> Information:
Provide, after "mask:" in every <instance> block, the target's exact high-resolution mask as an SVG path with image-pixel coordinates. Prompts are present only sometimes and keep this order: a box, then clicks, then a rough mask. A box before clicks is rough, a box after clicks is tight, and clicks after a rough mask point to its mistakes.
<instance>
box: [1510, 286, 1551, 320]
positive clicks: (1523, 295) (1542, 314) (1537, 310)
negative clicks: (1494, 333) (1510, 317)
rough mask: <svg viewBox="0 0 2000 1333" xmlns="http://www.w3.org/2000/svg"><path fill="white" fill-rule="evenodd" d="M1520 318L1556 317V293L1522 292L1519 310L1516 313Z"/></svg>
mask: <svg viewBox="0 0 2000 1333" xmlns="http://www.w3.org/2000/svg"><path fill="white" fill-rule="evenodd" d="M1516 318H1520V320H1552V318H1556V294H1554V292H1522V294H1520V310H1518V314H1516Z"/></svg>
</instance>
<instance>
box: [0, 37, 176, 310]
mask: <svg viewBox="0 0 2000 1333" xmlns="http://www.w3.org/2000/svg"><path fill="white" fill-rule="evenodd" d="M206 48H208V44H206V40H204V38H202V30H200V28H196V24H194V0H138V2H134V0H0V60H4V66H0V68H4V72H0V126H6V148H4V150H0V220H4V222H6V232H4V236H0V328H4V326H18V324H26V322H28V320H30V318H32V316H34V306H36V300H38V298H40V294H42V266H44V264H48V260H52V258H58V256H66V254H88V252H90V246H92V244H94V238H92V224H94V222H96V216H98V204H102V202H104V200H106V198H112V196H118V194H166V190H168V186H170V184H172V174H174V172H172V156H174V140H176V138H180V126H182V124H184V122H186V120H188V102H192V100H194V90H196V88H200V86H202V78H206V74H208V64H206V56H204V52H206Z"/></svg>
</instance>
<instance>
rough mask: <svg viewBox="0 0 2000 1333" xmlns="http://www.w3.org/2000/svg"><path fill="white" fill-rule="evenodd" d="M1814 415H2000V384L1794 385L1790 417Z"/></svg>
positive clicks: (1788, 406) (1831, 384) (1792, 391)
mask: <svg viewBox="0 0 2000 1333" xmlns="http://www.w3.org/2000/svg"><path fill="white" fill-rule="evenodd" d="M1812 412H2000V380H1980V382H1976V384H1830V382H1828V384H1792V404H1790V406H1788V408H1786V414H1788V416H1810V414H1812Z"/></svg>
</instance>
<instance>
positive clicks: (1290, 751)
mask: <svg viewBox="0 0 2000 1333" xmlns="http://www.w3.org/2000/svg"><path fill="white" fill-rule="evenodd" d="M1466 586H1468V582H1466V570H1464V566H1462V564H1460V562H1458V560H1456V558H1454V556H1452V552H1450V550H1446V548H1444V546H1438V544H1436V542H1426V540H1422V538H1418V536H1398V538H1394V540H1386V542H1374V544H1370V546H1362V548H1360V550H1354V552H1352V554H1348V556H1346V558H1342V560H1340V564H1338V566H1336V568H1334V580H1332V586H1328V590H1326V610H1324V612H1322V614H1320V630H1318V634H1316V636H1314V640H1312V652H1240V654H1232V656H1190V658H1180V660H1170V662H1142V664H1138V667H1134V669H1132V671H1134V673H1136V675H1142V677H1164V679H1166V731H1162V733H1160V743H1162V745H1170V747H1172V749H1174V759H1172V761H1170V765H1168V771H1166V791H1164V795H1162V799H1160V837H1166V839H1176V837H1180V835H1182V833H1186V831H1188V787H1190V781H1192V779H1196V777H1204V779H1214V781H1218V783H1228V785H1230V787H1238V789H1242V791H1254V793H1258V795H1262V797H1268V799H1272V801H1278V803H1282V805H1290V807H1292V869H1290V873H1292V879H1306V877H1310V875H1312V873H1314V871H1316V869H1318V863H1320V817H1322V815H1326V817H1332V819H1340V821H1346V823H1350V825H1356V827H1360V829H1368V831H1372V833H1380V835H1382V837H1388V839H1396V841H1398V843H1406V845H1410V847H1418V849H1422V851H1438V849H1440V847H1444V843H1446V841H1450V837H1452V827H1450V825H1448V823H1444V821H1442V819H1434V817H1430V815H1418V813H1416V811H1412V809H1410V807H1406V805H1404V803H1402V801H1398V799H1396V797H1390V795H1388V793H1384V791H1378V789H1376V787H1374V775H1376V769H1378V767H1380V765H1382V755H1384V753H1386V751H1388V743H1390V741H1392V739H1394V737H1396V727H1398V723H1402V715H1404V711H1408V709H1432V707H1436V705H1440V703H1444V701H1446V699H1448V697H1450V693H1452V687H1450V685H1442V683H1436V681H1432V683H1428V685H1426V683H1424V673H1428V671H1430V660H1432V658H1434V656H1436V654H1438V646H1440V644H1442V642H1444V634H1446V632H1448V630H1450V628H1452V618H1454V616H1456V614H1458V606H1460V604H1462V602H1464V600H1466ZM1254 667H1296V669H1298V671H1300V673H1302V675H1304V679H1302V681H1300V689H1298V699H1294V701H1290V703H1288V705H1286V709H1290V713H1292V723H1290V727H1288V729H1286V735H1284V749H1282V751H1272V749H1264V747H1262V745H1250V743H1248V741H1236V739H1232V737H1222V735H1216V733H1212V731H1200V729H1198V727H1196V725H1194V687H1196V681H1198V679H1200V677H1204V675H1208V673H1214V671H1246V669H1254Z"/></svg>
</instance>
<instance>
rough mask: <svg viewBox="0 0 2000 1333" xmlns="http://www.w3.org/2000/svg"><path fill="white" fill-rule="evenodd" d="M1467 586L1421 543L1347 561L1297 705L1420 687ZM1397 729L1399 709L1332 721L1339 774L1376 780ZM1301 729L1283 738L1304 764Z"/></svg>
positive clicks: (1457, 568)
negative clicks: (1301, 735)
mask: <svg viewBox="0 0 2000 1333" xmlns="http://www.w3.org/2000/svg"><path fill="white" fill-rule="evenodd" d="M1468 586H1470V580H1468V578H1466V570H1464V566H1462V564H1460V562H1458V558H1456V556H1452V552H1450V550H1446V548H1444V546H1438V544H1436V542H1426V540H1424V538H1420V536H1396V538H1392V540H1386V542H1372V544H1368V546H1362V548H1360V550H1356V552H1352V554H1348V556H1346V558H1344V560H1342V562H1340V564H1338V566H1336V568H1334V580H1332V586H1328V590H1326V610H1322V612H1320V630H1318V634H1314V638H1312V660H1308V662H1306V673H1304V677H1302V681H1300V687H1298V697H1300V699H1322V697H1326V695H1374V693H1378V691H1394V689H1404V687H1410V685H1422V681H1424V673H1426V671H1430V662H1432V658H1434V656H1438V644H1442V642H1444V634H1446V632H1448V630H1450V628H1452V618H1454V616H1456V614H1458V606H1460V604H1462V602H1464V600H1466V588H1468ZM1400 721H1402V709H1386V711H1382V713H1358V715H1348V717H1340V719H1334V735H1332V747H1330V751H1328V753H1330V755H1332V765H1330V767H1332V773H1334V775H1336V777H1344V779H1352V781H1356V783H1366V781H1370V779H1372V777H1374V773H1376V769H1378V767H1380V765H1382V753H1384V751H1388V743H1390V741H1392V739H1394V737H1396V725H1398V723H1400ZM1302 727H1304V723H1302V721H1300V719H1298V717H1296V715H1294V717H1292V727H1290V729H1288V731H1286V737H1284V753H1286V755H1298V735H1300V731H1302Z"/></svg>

> Your instructions: Copy all of the rows above word for word, changing nothing.

> Task answer:
Provide, after "mask:" in every <instance> block, the target's exact high-resolution mask as an SVG path with image-pixel coordinates. Prompts are present only sometimes and keep this order: a box, then clicks, then a rough mask. A box before clicks is rough, a box after clicks is tight, and clicks after a rough mask point to its mistakes.
<instance>
box: [1510, 286, 1551, 320]
positive clicks: (1523, 295) (1542, 314) (1537, 310)
negative clicks: (1494, 333) (1510, 317)
rough mask: <svg viewBox="0 0 2000 1333" xmlns="http://www.w3.org/2000/svg"><path fill="white" fill-rule="evenodd" d="M1520 318L1556 317V293L1522 292L1519 310L1516 313Z"/></svg>
mask: <svg viewBox="0 0 2000 1333" xmlns="http://www.w3.org/2000/svg"><path fill="white" fill-rule="evenodd" d="M1516 318H1520V320H1552V318H1556V294H1554V292H1522V294H1520V310H1518V314H1516Z"/></svg>
</instance>
<instance>
box: [0, 37, 176, 310]
mask: <svg viewBox="0 0 2000 1333" xmlns="http://www.w3.org/2000/svg"><path fill="white" fill-rule="evenodd" d="M206 48H208V44H206V40H204V38H202V30H200V28H196V24H194V0H138V2H134V0H0V60H4V66H0V68H4V72H0V126H6V148H4V150H0V220H4V222H6V232H4V236H0V328H4V326H18V324H26V322H28V320H30V318H32V316H34V306H36V300H38V298H40V294H42V266H44V264H48V260H52V258H58V256H66V254H88V252H90V246H92V244H94V238H92V224H94V222H96V216H98V204H102V202H104V200H106V198H112V196H118V194H166V190H168V186H170V184H172V174H174V172H172V156H174V140H176V138H180V126H182V124H184V122H186V120H188V102H192V100H194V90H196V88H200V86H202V78H206V74H208V64H206V56H204V52H206Z"/></svg>
</instance>
<instance>
rough mask: <svg viewBox="0 0 2000 1333" xmlns="http://www.w3.org/2000/svg"><path fill="white" fill-rule="evenodd" d="M1814 415H2000V384L1794 385L1790 417Z"/></svg>
positive clicks: (1788, 406) (1831, 384) (1792, 391)
mask: <svg viewBox="0 0 2000 1333" xmlns="http://www.w3.org/2000/svg"><path fill="white" fill-rule="evenodd" d="M1812 412H2000V380H1980V382H1976V384H1830V382H1828V384H1792V404H1790V406H1788V408H1786V414H1788V416H1810V414H1812Z"/></svg>
</instance>
<instance>
positive clicks: (1290, 751)
mask: <svg viewBox="0 0 2000 1333" xmlns="http://www.w3.org/2000/svg"><path fill="white" fill-rule="evenodd" d="M1466 586H1468V582H1466V570H1464V566H1462V564H1460V562H1458V560H1456V558H1454V556H1452V552H1450V550H1446V548H1444V546H1438V544H1436V542H1426V540H1422V538H1418V536H1398V538H1394V540H1386V542H1374V544H1370V546H1362V548H1360V550H1354V552H1352V554H1348V556H1346V558H1342V560H1340V564H1338V566H1336V568H1334V580H1332V586H1328V590H1326V610H1324V612H1322V614H1320V630H1318V634H1316V636H1314V640H1312V652H1240V654H1232V656H1190V658H1180V660H1170V662H1142V664H1138V667H1134V669H1132V671H1134V673H1136V675H1142V677H1164V679H1166V731H1162V733H1160V743H1162V745H1170V747H1172V749H1174V759H1172V761H1170V765H1168V771H1166V791H1164V795H1162V799H1160V837H1166V839H1176V837H1180V835H1182V833H1186V831H1188V787H1190V781H1192V779H1196V777H1204V779H1214V781H1218V783H1228V785H1230V787H1238V789H1242V791H1254V793H1258V795H1262V797H1268V799H1272V801H1278V803H1282V805H1290V807H1292V869H1290V873H1292V879H1306V877H1310V875H1312V873H1314V871H1316V869H1318V863H1320V817H1322V815H1326V817H1332V819H1340V821H1346V823H1350V825H1356V827H1360V829H1368V831H1372V833H1380V835H1382V837H1388V839H1396V841H1398V843H1406V845H1410V847H1418V849H1422V851H1438V849H1440V847H1444V843H1446V841H1450V837H1452V827H1450V825H1448V823H1444V821H1442V819H1434V817H1430V815H1418V813H1416V811H1412V809H1410V807H1406V805H1404V803H1402V801H1398V799H1396V797H1390V795H1388V793H1384V791H1378V789H1376V787H1374V775H1376V769H1378V767H1380V765H1382V755H1384V753H1386V751H1388V743H1390V741H1392V739H1394V737H1396V727H1398V723H1402V715H1404V711H1408V709H1432V707H1436V705H1440V703H1444V701H1446V699H1448V697H1450V693H1452V687H1450V685H1442V683H1436V681H1432V683H1428V685H1426V683H1424V673H1428V671H1430V660H1432V658H1434V656H1436V654H1438V646H1440V644H1442V642H1444V634H1446V632H1448V630H1450V628H1452V618H1454V616H1456V614H1458V606H1460V604H1462V602H1464V600H1466ZM1254 667H1296V669H1298V671H1300V673H1302V675H1304V679H1302V681H1300V689H1298V699H1294V701H1290V703H1288V705H1286V709H1290V713H1292V723H1290V727H1288V729H1286V735H1284V749H1282V751H1272V749H1264V747H1262V745H1250V743H1248V741H1236V739H1232V737H1222V735H1216V733H1212V731H1200V729H1198V727H1196V725H1194V687H1196V681H1198V679H1200V677H1204V675H1208V673H1214V671H1246V669H1254Z"/></svg>
</instance>
<instance>
rough mask: <svg viewBox="0 0 2000 1333" xmlns="http://www.w3.org/2000/svg"><path fill="white" fill-rule="evenodd" d="M1467 586L1421 543L1347 561L1297 705L1420 687ZM1397 729L1399 709L1332 721L1339 774L1376 780ZM1301 729L1283 738L1304 764Z"/></svg>
positive clicks: (1457, 568)
negative clicks: (1301, 735)
mask: <svg viewBox="0 0 2000 1333" xmlns="http://www.w3.org/2000/svg"><path fill="white" fill-rule="evenodd" d="M1468 586H1470V580H1468V578H1466V570H1464V566H1462V564H1460V562H1458V558H1456V556H1452V552H1450V550H1446V548H1444V546H1438V544H1436V542H1426V540H1424V538H1420V536H1396V538H1392V540H1386V542H1372V544H1368V546H1362V548H1360V550H1356V552H1352V554H1348V556H1346V558H1344V560H1342V562H1340V564H1338V566H1336V568H1334V580H1332V586H1328V590H1326V610H1322V612H1320V630H1318V634H1314V638H1312V660H1308V662H1306V673H1304V677H1302V681H1300V687H1298V697H1300V699H1322V697H1326V695H1374V693H1378V691H1394V689H1404V687H1410V685H1422V681H1424V673H1426V671H1430V662H1432V658H1434V656H1438V644H1442V642H1444V634H1446V632H1448V630H1450V628H1452V618H1454V616H1456V614H1458V606H1460V604H1462V602H1464V600H1466V588H1468ZM1400 721H1402V709H1386V711H1382V713H1358V715H1348V717H1340V719H1334V735H1332V747H1330V751H1328V753H1330V755H1332V765H1330V767H1332V773H1334V775H1336V777H1344V779H1352V781H1356V783H1366V781H1370V779H1372V777H1374V773H1376V769H1378V767H1380V765H1382V753H1384V751H1388V743H1390V741H1392V739H1394V737H1396V725H1398V723H1400ZM1302 727H1304V723H1302V721H1300V719H1298V717H1296V715H1294V717H1292V727H1290V729H1288V731H1286V737H1284V753H1286V755H1298V735H1300V731H1302Z"/></svg>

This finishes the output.